* Start Data records *
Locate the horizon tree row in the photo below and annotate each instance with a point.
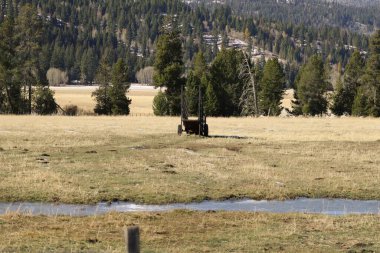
* End Data records *
* Start Data records *
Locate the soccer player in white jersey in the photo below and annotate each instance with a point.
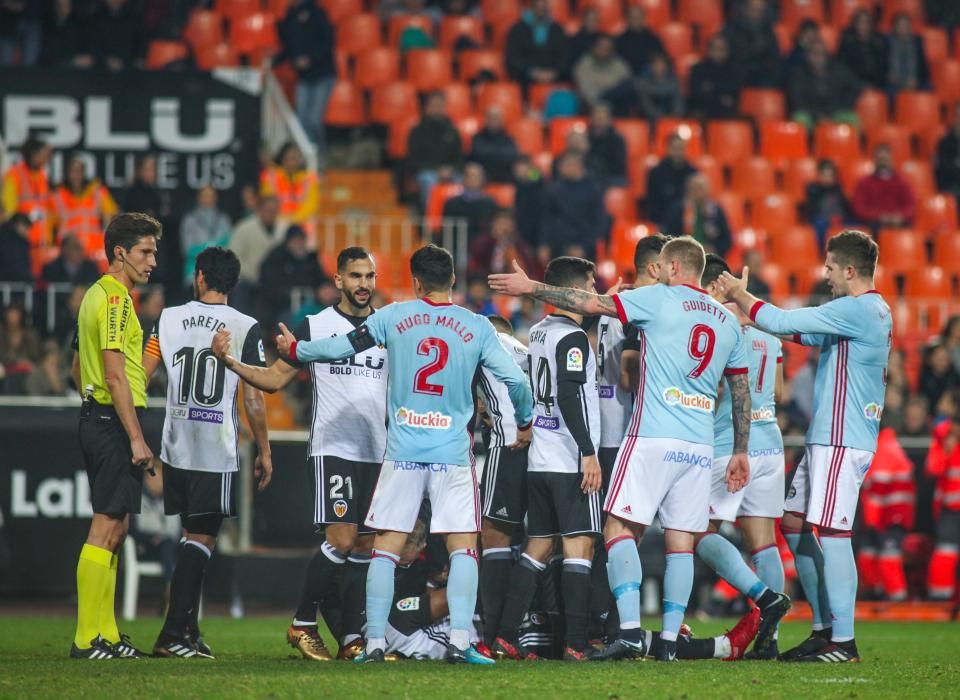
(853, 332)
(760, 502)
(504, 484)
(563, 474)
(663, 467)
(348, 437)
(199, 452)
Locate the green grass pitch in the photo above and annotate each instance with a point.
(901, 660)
* End Data records *
## What the task asks
Return every line from the rows above that contains the word "annotate".

## Final result
Locate the horizon tree row in the photo below and annotate each instance with a point.
Locate the soccer player in white jersey in the photo below and annotate each instance with a point.
Locate the green grass pitch in the photo above and annotate each instance with a point.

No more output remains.